The task: Reproduce this listing in full.

* begin *

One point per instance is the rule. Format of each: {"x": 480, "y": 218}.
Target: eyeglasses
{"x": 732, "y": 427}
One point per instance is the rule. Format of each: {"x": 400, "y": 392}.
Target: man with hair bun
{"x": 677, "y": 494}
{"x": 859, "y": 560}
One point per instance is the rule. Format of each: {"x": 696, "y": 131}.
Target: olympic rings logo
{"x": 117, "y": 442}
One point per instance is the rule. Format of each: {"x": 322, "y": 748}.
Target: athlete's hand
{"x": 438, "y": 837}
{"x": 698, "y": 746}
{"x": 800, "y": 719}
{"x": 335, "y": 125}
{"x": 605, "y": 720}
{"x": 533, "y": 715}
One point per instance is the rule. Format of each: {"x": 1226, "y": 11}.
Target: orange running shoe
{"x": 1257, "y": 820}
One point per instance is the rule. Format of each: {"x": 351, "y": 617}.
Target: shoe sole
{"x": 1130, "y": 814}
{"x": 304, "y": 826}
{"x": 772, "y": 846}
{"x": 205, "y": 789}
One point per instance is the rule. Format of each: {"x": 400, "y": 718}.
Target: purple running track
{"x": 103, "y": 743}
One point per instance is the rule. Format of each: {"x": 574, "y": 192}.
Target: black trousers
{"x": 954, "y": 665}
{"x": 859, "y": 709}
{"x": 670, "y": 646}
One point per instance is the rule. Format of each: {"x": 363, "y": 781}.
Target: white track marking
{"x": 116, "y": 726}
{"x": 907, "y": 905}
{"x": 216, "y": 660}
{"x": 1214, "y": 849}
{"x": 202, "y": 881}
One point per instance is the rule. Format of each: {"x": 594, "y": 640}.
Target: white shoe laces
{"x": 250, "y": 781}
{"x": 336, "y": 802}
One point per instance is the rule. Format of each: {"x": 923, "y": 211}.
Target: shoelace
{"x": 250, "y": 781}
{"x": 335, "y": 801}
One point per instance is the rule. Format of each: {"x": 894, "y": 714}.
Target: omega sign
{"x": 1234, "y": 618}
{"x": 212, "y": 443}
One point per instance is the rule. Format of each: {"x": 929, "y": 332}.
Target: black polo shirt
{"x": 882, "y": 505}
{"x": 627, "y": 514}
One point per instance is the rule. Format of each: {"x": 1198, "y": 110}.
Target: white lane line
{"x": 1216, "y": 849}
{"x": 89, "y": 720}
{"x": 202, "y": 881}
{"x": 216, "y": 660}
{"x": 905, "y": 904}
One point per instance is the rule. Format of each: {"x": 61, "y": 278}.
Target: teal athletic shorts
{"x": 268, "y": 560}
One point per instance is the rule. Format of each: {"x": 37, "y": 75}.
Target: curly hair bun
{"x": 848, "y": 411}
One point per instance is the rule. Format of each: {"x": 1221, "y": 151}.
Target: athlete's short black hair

* end *

Task solution:
One point per instance is the rule. Format of each: {"x": 480, "y": 218}.
Target: eyeglasses
{"x": 732, "y": 427}
One point per instance is the rule. Format of each: {"x": 400, "y": 392}.
Target: man with hair bun
{"x": 677, "y": 494}
{"x": 859, "y": 560}
One point per instance is the rule. Format of each: {"x": 696, "y": 131}.
Target: olympic rings logo
{"x": 117, "y": 442}
One point per instance is the rule. Format of each: {"x": 322, "y": 748}.
Target: athlete's hand
{"x": 438, "y": 837}
{"x": 698, "y": 746}
{"x": 800, "y": 719}
{"x": 335, "y": 125}
{"x": 605, "y": 720}
{"x": 533, "y": 715}
One point per instance is the rule. Format of each: {"x": 1226, "y": 11}.
Target: orange running shoe
{"x": 1257, "y": 820}
One point per instance is the rule. Format of each: {"x": 351, "y": 617}.
Target: shoe sole
{"x": 1130, "y": 814}
{"x": 304, "y": 826}
{"x": 772, "y": 846}
{"x": 205, "y": 789}
One point per instance is the rule. Format of each: {"x": 400, "y": 718}.
Target: purple running track
{"x": 103, "y": 743}
One point per instance is the rule. Format of each: {"x": 574, "y": 192}.
Target: black trousers
{"x": 954, "y": 665}
{"x": 859, "y": 709}
{"x": 670, "y": 646}
One point per instance is the rule. Format of each: {"x": 363, "y": 781}.
Target: white track marking
{"x": 116, "y": 726}
{"x": 907, "y": 905}
{"x": 216, "y": 660}
{"x": 1214, "y": 849}
{"x": 202, "y": 881}
One point per instance is the rule. Format of each: {"x": 594, "y": 640}.
Target: white shoe laces
{"x": 250, "y": 781}
{"x": 336, "y": 802}
One point per instance is the rule. Format of each: {"x": 923, "y": 211}.
Target: shoelace
{"x": 250, "y": 781}
{"x": 335, "y": 801}
One point per instance is the rule. Format of each: {"x": 894, "y": 714}.
Target: omega sign
{"x": 1234, "y": 618}
{"x": 212, "y": 443}
One point per instance is the rule. Format of each: {"x": 929, "y": 332}.
Target: black polo shirt
{"x": 882, "y": 505}
{"x": 627, "y": 514}
One point per instance is the rule. Format of each: {"x": 1198, "y": 110}.
Target: white lane line
{"x": 1216, "y": 849}
{"x": 89, "y": 720}
{"x": 202, "y": 881}
{"x": 216, "y": 660}
{"x": 905, "y": 904}
One point per instance is the rule. Format of each: {"x": 61, "y": 278}.
Target: teal athletic shorts
{"x": 268, "y": 560}
One point per instance is the rule. Format of each: {"x": 37, "y": 75}.
Target: curly hair bun
{"x": 848, "y": 411}
One point per instance is the rule. Format of each: {"x": 1221, "y": 151}.
Target: athlete's short black hair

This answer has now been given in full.